- _WHAT THIS TASK INVOLVES_: Throughout the material below, tally the lines containing "target" and give the total with no accompanying text.
____________________
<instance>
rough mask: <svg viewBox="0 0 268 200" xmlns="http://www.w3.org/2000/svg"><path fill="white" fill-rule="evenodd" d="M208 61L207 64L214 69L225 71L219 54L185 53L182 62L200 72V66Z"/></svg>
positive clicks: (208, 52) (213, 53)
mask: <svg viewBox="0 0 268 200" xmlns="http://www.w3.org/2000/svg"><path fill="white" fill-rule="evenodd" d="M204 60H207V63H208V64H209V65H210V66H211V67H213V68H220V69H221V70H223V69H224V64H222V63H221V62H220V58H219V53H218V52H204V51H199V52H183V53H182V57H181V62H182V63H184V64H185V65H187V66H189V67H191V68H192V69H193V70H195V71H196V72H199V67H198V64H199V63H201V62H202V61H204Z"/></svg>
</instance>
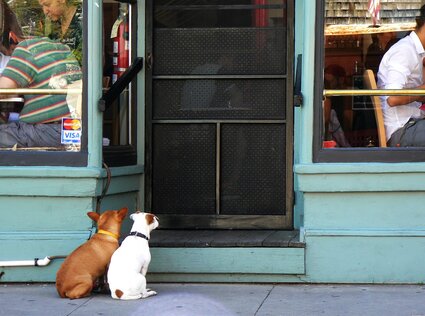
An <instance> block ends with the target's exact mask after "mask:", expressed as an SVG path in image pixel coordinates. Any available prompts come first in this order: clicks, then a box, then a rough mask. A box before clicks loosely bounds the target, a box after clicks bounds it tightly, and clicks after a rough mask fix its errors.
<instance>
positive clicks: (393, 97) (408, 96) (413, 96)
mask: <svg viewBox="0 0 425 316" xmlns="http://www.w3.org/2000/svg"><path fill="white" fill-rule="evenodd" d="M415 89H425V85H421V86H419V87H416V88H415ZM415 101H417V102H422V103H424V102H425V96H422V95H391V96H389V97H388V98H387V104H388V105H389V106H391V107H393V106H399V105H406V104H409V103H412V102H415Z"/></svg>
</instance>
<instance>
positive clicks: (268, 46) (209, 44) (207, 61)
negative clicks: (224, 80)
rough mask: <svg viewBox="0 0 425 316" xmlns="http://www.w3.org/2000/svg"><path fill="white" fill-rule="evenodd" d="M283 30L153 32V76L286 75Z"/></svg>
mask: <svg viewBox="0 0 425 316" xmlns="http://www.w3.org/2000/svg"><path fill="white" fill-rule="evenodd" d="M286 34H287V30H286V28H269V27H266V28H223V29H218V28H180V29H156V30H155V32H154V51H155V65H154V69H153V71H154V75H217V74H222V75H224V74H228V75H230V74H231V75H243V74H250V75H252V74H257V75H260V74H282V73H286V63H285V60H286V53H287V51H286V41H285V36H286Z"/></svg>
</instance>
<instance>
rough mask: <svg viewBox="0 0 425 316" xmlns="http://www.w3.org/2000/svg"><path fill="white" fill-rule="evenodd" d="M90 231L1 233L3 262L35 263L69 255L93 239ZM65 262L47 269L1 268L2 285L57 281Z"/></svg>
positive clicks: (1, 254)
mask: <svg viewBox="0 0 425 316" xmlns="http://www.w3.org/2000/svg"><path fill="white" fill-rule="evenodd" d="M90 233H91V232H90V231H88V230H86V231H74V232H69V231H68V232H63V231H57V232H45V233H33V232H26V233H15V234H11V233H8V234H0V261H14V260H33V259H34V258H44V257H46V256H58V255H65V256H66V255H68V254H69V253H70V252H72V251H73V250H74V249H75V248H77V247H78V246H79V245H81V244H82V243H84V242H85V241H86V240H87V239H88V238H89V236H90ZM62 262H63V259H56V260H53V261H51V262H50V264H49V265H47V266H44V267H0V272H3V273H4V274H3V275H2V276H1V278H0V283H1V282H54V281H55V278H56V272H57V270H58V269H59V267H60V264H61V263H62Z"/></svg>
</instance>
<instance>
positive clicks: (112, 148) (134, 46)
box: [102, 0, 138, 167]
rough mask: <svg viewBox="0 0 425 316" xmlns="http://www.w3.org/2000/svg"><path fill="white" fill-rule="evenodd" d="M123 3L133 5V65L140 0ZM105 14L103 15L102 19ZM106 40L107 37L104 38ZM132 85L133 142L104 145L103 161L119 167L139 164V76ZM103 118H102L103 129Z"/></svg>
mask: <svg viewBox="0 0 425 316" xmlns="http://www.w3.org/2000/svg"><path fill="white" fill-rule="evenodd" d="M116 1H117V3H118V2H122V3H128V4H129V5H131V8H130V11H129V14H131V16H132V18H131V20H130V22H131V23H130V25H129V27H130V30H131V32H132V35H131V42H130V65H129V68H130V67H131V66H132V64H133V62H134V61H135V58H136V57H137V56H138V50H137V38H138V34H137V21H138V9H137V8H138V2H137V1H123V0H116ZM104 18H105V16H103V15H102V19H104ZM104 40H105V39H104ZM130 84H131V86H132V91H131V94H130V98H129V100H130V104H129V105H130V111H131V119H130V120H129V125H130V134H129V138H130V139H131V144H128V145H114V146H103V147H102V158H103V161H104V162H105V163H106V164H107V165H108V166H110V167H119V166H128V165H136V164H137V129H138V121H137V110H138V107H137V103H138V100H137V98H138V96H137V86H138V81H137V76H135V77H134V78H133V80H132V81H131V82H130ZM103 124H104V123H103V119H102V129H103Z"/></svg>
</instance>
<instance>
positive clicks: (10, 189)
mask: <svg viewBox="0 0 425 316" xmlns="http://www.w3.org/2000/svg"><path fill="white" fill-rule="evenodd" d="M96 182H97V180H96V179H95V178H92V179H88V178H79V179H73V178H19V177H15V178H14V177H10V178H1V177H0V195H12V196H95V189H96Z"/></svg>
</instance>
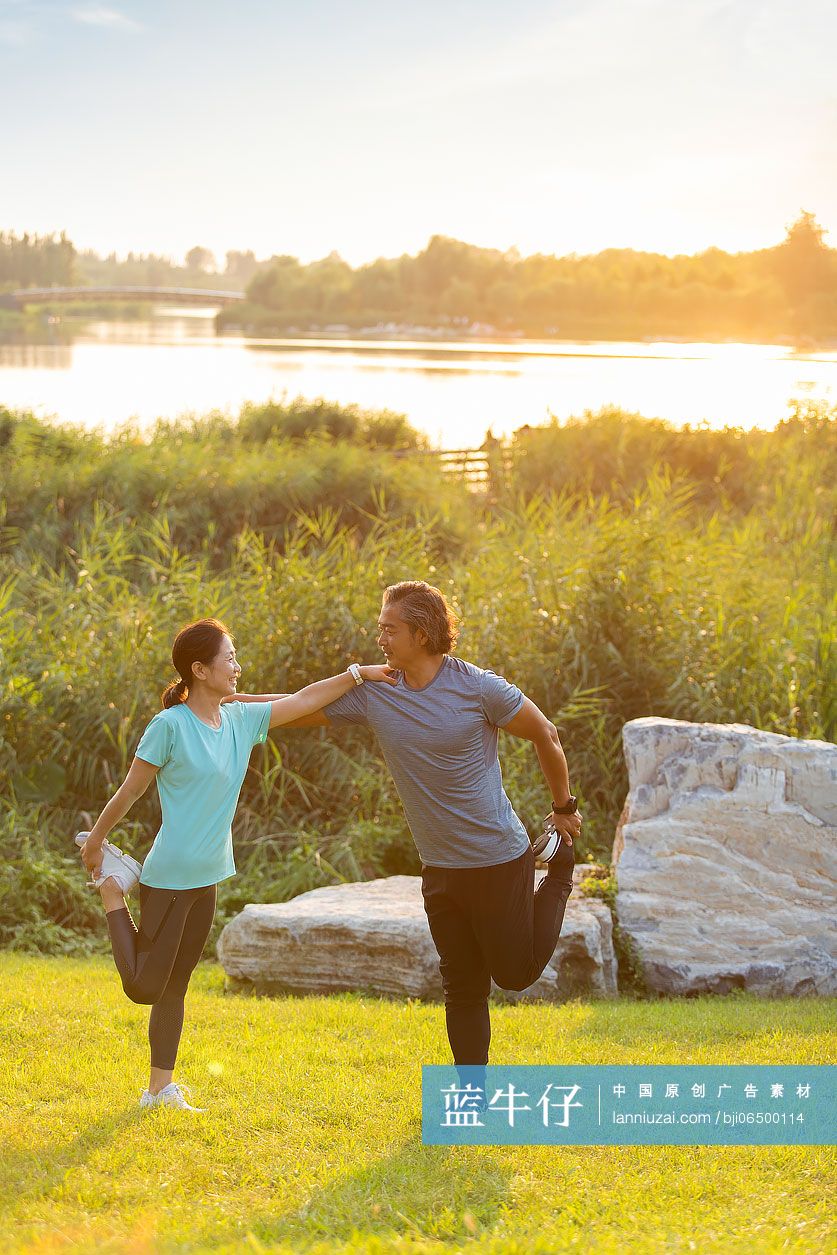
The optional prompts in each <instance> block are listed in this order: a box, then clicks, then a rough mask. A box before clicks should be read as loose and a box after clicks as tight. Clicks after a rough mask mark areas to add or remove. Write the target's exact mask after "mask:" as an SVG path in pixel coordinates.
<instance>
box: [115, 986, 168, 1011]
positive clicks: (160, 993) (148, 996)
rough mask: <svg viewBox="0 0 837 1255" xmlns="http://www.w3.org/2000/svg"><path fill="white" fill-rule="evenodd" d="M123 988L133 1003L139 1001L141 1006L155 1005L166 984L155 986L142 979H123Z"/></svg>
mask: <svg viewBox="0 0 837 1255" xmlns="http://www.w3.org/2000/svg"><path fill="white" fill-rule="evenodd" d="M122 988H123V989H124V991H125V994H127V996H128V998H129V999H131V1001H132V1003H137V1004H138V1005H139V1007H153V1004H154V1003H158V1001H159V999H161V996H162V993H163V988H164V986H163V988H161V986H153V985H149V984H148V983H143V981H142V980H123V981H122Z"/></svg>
____________________
- _RESULT OF THIS EXERCISE_: 2